> [Passage to read]
───

Done pretty quickly in ~26mins:

Runtime for bcftools variant calling on Mox.

Output folder:

Now, the next steps are to filter the variants based on alignment depth (Steven has indicated a minimum of 10x would be appropraite), as well as some other as-of-yet-determined factors. Once filtered, we’ll identify which genes in the transcriptome (and their corresponding annotations) have SNPs and in which groups to identify the impacts, if any, on the transcritpomic responses to Hematodinium infection and/or temperature changes.

───

[Excerpts from a dataset]
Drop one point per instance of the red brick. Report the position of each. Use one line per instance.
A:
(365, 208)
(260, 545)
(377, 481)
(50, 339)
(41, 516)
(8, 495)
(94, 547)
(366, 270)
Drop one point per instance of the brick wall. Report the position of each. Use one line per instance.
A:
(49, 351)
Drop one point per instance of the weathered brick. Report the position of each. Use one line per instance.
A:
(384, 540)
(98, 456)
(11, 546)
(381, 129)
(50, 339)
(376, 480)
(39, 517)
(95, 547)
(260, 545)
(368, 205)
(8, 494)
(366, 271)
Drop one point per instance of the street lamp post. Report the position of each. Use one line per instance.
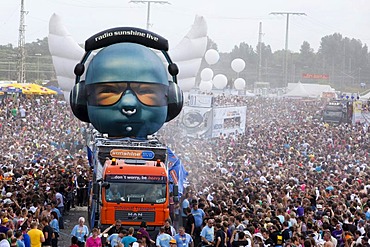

───

> [Assignment] Please state the minimum alignment depth that Steven indicated would be appropriate for filtering variants, according to the variant-calling passage.

> [Solution for this task] A minimum of 10x.